*Written tasks*.
1: Translate this sentence from the forum thread about the SciFi channel's name into French: "If you built a brand, and spent loads of money and time promoting it, you may not want to have it confused with a generic product, or worse yet, used by your competitors."
2: In the forum thread about the SciFi channel's name, turn the paragraph beginning "Mind you, I, and all I know" into a short bulleted list that keeps its main points.
3: Transcribe the forum thread about the SciFi channel's name from "Ernest Bywater ๐Ÿšซ" up to and including "be called See-Fee.".

They could've registered SciFi Channel and stopped others from using that, but couldn't stop them from using SciFi Television etc. BUt that wasn't good enough for them.

Replies:   Zom
Zom ๐Ÿšซ

@Ernest Bywater

but no reason they couldn't use it

I don't think I will ever understand the corporate mindset. They use a well recognised name (SciFi) to attract viewers of the genre, but then because they can't use the well recognised public domain name exclusively from now on, they invent a new name that happens to sound like the well known one (if you pronounce it just so) because they can then stop others from using it. Others, by the way, that were never using it before, and are never likely to want to use it in the future, because it isn't well recognised. Is it just me?

samuelmichaels ๐Ÿšซ

@Zom

I don't think I will ever understand the corporate mindset. They use a well recognised name (SciFi) to attract viewers of the genre, but then because they can't use the well recognised public domain name exclusively from now on, they invent a new name that happens to sound like the well known one (if you pronounce it just so) because they can then stop others from using it.

If you built a brand, and spent loads of money and time promoting it, you may not want to have it confused with a generic product, or worse yet, used by your competitors. That's the rationale behind trade (and service) marks.

Ernest Bywater ๐Ÿšซ

@Zom

Is it just me?

No, it's just the way some greedy scavengers thinks.

Mind you, I, and all I know tend to pronounce SciFi as 'sigh-fie' but when I see SyFy I think it should be pronounced 'see-fee' because the dropping of the 'c' moves the 's' from a hard sound to a soft sound and the 'y' on the end has a softer drag sound than the 'i' does because that's how a word ending in 'y' comes out. I know many people here in Australia who couldn't understand why the channel wanted to be called See-Fee.

*Information supplied*.

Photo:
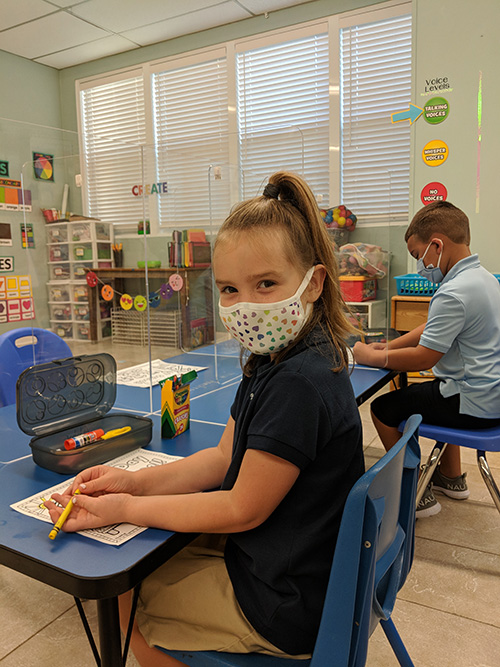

*Responses in order*.
1: Si vous avez créé une marque et dépensé beaucoup d'argent et de temps pour la promouvoir, vous ne voudrez peut-être pas qu'elle soit confondue avec un produit générique, ou pire encore, utilisée par vos concurrents.

2:
- The writer and everyone the writer knows tend to pronounce SciFi as "sigh-fie."
- On seeing SyFy, the writer thinks it should be pronounced "see-fee."
- Dropping the "c" moves the "s" from a hard sound to a soft sound.
- A final "y" has a softer drag sound than a final "i," as in words ending in "y."
- Many people the writer knows in Australia couldn't understand why the channel wanted to be called See-Fee.

3:
Ernest Bywater ๐Ÿšซ

@Zom

Is it just me?

No, it's just the way some greedy scavengers thinks.

Mind you, I, and all I know tend to pronounce SciFi as 'sigh-fie' but when I see SyFy I think it should be pronounced 'see-fee' because the dropping of the 'c' moves the 's' from a hard sound to a soft sound and the 'y' on the end has a softer drag sound than the 'i' does because that's how a word ending in 'y' comes out. I know many people here in Australia who couldn't understand why the channel wanted to be called See-Fee.